Olá amiguinhos, queiram V. Exas. aceitar as minhas humildes, sentidas e sinceras desculpas por estes poucos dias de ausência, mas o balneário anda a meter água por todo o lado e não sabemos para onde nos virar, melhor dizendo, flutuar.

Para que me perdoem, vou-vos aguçar o apetite relatando a breve história de um molusco.
Advirto desde já que a história deste pequeno bivalve nada tem de feliz, já que tal como muitos outros da sua espécie acabou no tacho.
Calma, não é assim tão triste, pois que não morreu dentro do dito. Revelando uma extraordinária capacidade de sobrevivência, conseguiu salientar-se junto dos demais e, de cabeça de fora do testo, não só não foi cozinhado, como foi cozinhando os outros.

Seguindo a curta tradição bloguista, bota dicionário no assunto: vieira: s.f. (Do lat. veneria) molusco lamelibrânquio muito utilizado na alimentação, também conhecido por leque.

A história deste pequeno bivalve lamelibrânquio começa pela sua ausência de nome próprio, mantendo dessa forma a tradição de família.
O certo é que não carecia dele para se distinguir dos seus semlhantes, pois que, para tal, bastava exibir os seus cabelos côr de mel.
Passou, por tudo isto, a ser conhecido como a vieira Vieira.

Da infância não se lhe conhecem grandes histórias. Passou despercebido na vilória de onde era natural.

Na adolescência, denotando um espírito prático, característica que não mais abandonou, depressa concluiu que, sendo um molusco, o seu fim quase certo era acabar por ser comido. Confrontado com tal sorte, resignou-se e conseguiu a proeza de ter sido o primeiro molusco inscrito num curso de culinária, ministrado pelo Chefe Silva.

Concluído o curso, aliás com distinção, depressa viu que a indústria hoteleira das berças não era merecedora de receber o seu talento. A capital era o seu destino.

Não tinha dúvidas. Encontraria rapidamente um emprego com pouco trabalho e ali se orientaria, com a vantagem de nunca perder o contacto com a água, já que dela precisava para viver.

E assim foi, apanhando uma forte corrente do rio que banhava a sua vilória, que naquele tempo ainda as havia, deixou-se seguir até ao mar. Daí até à 24 de Julho foi um ver-se-te-avias.
^^^^^^^^
#### Tarefas a cumprir:
1. No texto sobre a vieira, quem ministrou o curso de culinária em que ela se inscreveu?
2. Cite do texto sobre a vieira tudo o que vai de "Calma, não é" até "onde era natural.".

#### Linhas de dados:
^^^^^^^^
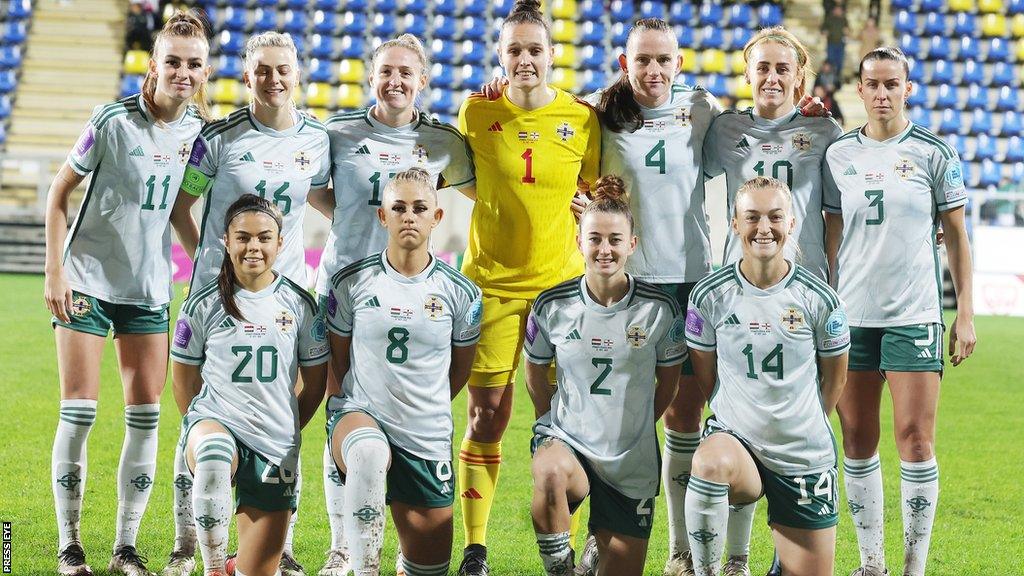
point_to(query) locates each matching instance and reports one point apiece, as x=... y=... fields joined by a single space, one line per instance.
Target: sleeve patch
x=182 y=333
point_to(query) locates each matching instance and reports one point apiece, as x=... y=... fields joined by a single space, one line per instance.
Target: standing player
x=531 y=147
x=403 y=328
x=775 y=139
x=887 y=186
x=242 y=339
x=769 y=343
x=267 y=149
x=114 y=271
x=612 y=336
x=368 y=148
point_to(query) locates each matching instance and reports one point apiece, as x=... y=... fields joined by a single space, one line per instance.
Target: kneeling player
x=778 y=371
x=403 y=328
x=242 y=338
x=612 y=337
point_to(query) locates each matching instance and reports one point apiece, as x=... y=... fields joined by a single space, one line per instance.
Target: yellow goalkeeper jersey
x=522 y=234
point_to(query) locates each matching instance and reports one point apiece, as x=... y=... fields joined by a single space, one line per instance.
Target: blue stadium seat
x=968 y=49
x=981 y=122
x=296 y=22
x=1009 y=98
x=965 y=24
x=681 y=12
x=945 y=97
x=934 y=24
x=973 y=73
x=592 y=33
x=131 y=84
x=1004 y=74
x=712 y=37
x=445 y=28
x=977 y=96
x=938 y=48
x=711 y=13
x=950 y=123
^^^^^^^^
#### Respostas dadas:
1. O Chefe Silva.

2.
Calma, não é assim tão triste, pois que não morreu dentro do dito. Revelando uma extraordinária capacidade de sobrevivência, conseguiu salientar-se junto dos demais e, de cabeça de fora do testo, não só não foi cozinhado, como foi cozinhando os outros.

Seguindo a curta tradição bloguista, bota dicionário no assunto: vieira: s.f. (Do lat. veneria) molusco lamelibrânquio muito utilizado na alimentação, também conhecido por leque.

A história deste pequeno bivalve lamelibrânquio começa pela sua ausência de nome próprio, mantendo dessa forma a tradição de família.
O certo é que não carecia dele para se distinguir dos seus semlhantes, pois que, para tal, bastava exibir os seus cabelos côr de mel.
Passou, por tudo isto, a ser conhecido como a vieira Vieira.

Da infância não se lhe conhecem grandes histórias. Passou despercebido na vilória de onde era natural.